WHAT IS NEEDED: Reproduce the material below word for word, keeping every line unchanged.
# Start of SUPPLIED DATA
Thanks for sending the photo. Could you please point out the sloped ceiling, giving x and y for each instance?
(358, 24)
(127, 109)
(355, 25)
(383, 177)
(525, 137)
# End of SUPPLIED DATA
RESPONSE TO THIS EXERCISE:
Thanks for sending the photo. Could you please point out the sloped ceiling, giving x and y for each instance?
(358, 24)
(127, 109)
(355, 25)
(383, 177)
(525, 137)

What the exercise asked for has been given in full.